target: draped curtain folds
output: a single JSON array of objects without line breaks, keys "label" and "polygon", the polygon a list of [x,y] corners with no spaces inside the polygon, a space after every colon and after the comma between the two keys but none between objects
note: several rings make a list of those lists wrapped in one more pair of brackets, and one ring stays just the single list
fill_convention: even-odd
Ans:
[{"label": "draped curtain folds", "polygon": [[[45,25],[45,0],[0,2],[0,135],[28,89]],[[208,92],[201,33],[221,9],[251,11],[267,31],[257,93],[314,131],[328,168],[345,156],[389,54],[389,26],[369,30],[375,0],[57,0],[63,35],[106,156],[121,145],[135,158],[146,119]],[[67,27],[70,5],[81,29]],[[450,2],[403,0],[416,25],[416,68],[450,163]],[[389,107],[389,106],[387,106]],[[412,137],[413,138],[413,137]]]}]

━━━━━━━━━━

| How to complete this task |
Apply a filter for "list" to the data above, then copy each line that matches.

| Task response |
output: a single JSON array of objects without line breaks, keys "label" and "polygon", the polygon a list of [x,y] corners with no spaces inside the polygon, a space after every colon and after the comma between the two keys but none between objects
note: several rings make a list of those lists wrapped in one more pair of brackets, and one ring stays just the single list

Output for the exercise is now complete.